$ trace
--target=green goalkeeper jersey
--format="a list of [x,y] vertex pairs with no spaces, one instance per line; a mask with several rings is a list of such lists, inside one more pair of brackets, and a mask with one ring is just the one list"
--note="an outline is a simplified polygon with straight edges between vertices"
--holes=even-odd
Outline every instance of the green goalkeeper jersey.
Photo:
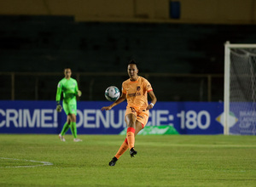
[[78,82],[75,79],[62,78],[58,83],[56,101],[61,100],[61,92],[63,93],[63,101],[65,103],[68,103],[71,100],[76,101],[78,91]]

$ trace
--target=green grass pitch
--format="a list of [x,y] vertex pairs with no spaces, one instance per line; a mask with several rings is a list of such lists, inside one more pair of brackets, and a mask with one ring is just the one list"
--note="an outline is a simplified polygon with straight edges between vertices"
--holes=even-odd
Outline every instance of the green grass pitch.
[[0,186],[256,186],[256,136],[138,135],[114,167],[125,136],[79,138],[0,134]]

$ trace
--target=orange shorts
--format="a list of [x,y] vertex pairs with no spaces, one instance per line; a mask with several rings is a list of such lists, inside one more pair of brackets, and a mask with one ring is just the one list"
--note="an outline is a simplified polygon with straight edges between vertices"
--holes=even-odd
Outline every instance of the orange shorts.
[[125,116],[127,114],[134,114],[137,116],[137,121],[140,122],[143,125],[143,128],[146,126],[148,121],[149,112],[146,110],[138,110],[135,107],[127,106],[125,111]]

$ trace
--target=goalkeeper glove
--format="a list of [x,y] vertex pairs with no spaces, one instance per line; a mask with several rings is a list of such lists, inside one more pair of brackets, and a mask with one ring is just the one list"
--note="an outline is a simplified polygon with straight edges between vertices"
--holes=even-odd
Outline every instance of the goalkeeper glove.
[[60,101],[57,101],[56,110],[61,112],[62,110],[62,106],[60,105]]

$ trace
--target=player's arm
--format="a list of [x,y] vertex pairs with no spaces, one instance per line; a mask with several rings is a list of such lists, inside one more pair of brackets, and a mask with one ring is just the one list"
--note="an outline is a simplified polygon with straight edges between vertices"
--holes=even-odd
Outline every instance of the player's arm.
[[157,99],[156,99],[153,90],[149,91],[148,94],[149,94],[149,96],[151,98],[151,103],[148,105],[148,107],[146,109],[147,110],[152,109],[157,101]]
[[126,94],[122,93],[121,96],[116,100],[114,101],[112,105],[110,105],[109,106],[103,106],[102,108],[102,110],[111,110],[113,106],[122,103],[124,100],[125,100],[126,99]]
[[56,110],[58,112],[61,112],[62,110],[62,106],[60,104],[61,91],[62,91],[62,88],[61,88],[61,83],[59,82],[58,88],[57,88],[57,93],[56,93]]

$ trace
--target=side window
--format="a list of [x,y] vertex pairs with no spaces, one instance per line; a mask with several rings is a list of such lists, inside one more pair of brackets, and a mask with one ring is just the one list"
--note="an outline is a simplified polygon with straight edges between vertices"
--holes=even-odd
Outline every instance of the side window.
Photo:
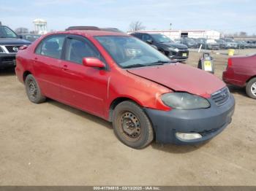
[[99,52],[86,40],[68,38],[65,59],[82,64],[85,57],[94,57],[102,60]]
[[65,39],[64,36],[53,36],[42,40],[36,50],[36,53],[60,59]]
[[147,40],[151,40],[152,38],[148,34],[143,34],[142,40],[146,42]]

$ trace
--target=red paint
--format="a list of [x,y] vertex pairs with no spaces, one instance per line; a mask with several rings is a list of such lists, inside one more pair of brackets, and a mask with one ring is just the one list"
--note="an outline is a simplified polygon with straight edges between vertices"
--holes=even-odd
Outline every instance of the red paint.
[[[86,59],[83,62],[86,66],[35,54],[41,40],[55,34],[87,38],[103,56],[108,69],[99,69],[102,63],[97,59]],[[168,111],[171,108],[161,101],[164,93],[185,91],[208,98],[225,86],[212,74],[183,64],[121,69],[94,38],[103,35],[127,36],[102,31],[69,31],[41,36],[18,52],[16,75],[23,82],[23,75],[29,71],[34,76],[46,97],[106,120],[109,119],[111,104],[117,98],[129,98],[143,107]]]
[[244,87],[252,77],[256,77],[256,55],[234,56],[228,58],[223,80],[227,84]]

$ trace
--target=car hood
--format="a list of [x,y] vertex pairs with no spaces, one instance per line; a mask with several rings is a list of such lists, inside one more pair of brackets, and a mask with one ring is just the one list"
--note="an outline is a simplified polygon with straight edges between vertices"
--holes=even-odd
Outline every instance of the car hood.
[[214,75],[182,63],[135,68],[127,71],[175,91],[188,92],[204,98],[210,98],[211,94],[225,86]]
[[175,43],[175,42],[163,42],[161,44],[165,44],[165,45],[168,46],[168,47],[176,47],[176,48],[181,49],[181,50],[187,49],[187,47],[186,45],[178,44],[178,43]]
[[0,44],[1,45],[23,45],[23,44],[30,44],[31,42],[16,38],[0,38]]

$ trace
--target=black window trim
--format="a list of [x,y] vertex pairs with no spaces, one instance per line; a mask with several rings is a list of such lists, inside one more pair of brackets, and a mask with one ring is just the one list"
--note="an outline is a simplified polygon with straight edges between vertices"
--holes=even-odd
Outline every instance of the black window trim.
[[[52,57],[52,56],[45,55],[37,53],[37,50],[38,48],[41,49],[40,50],[40,52],[41,52],[41,51],[42,51],[42,43],[44,42],[45,42],[47,39],[48,39],[50,38],[53,38],[53,37],[55,37],[55,36],[64,36],[64,41],[63,42],[62,49],[61,49],[61,58],[54,58],[54,57]],[[34,53],[35,55],[45,56],[45,57],[48,57],[48,58],[54,58],[54,59],[57,59],[57,60],[63,60],[62,58],[63,58],[64,48],[65,47],[64,45],[65,45],[65,43],[66,43],[66,39],[67,39],[67,34],[53,34],[48,35],[48,36],[45,36],[44,39],[42,39],[40,41],[40,42],[39,42],[37,44],[37,47],[34,50]]]
[[82,41],[82,42],[85,42],[88,44],[89,44],[90,46],[91,46],[93,47],[93,49],[94,49],[94,50],[96,50],[97,52],[99,52],[100,57],[102,59],[99,59],[102,62],[103,62],[105,65],[105,67],[103,68],[103,69],[104,69],[104,70],[106,70],[106,71],[109,71],[110,68],[109,68],[109,66],[106,61],[106,60],[105,59],[104,56],[102,55],[102,54],[100,52],[100,51],[99,50],[99,49],[94,44],[94,43],[89,40],[88,38],[85,37],[84,36],[82,36],[82,35],[78,35],[78,34],[67,34],[67,36],[66,36],[66,39],[64,41],[64,47],[63,47],[63,51],[62,51],[62,54],[61,54],[61,60],[63,61],[67,61],[67,62],[70,62],[72,63],[74,63],[74,64],[79,64],[80,65],[80,63],[76,63],[76,62],[74,62],[74,61],[68,61],[66,59],[66,53],[67,53],[67,39],[76,39],[76,40],[80,40],[80,41]]

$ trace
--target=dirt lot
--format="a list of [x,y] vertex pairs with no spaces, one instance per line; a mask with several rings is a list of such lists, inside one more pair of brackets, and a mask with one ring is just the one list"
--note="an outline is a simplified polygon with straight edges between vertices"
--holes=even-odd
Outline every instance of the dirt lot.
[[[214,56],[220,77],[227,56]],[[191,52],[187,63],[198,58]],[[1,70],[0,185],[256,185],[256,101],[230,90],[233,120],[211,141],[135,150],[98,117],[54,101],[31,104],[13,71]]]

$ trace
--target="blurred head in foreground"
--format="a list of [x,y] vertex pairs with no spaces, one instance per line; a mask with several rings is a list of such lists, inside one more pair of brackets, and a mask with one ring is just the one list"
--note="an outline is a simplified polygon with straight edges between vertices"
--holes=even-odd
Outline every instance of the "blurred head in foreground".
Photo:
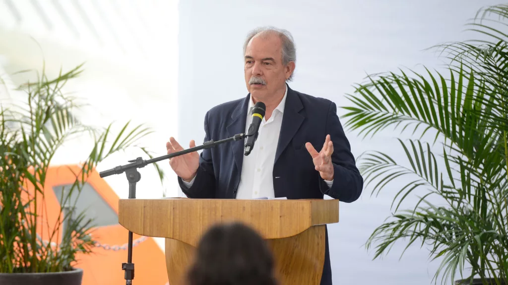
[[188,285],[276,285],[270,249],[243,224],[216,225],[203,236]]

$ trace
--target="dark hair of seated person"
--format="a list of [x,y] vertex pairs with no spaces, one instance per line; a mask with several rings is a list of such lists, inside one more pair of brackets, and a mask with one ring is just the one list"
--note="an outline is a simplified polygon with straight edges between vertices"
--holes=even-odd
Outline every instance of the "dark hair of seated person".
[[188,285],[277,285],[271,252],[250,228],[235,223],[211,228],[196,251]]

> Directive
Pick out every line in the rows above that contains the string "pitch", and copy each of those lines in full.

> Written answer
--target=green grass pitch
Outline every instance of the green grass pitch.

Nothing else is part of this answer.